STATED EXERCISE: Rewrite the lines starting at the one containing "Pin the horse hoof, one" and continuing through the end of the records, with "instance" changed to "occurrence" and nothing else altered.

Stored records:
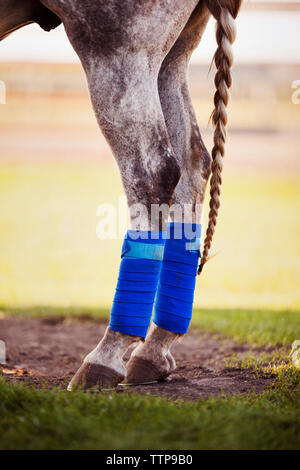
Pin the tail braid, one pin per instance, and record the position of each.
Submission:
(225, 35)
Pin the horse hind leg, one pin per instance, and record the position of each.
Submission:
(194, 162)
(122, 78)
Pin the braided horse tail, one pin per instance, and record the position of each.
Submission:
(225, 12)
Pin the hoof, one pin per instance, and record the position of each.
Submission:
(91, 375)
(142, 371)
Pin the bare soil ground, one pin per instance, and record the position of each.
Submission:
(47, 352)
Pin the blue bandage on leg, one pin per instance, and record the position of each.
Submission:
(142, 254)
(175, 295)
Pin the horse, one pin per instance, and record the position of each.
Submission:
(135, 54)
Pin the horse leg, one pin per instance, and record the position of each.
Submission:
(121, 46)
(153, 360)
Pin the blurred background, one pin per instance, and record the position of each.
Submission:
(56, 168)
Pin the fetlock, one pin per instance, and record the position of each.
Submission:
(152, 360)
(104, 366)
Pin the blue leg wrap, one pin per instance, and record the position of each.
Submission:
(175, 296)
(142, 254)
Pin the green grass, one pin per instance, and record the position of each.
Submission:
(262, 327)
(32, 419)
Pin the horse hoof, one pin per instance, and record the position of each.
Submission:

EXERCISE SOLUTION:
Pin the horse hoof, one pin per occurrence, and record the position of each.
Submission:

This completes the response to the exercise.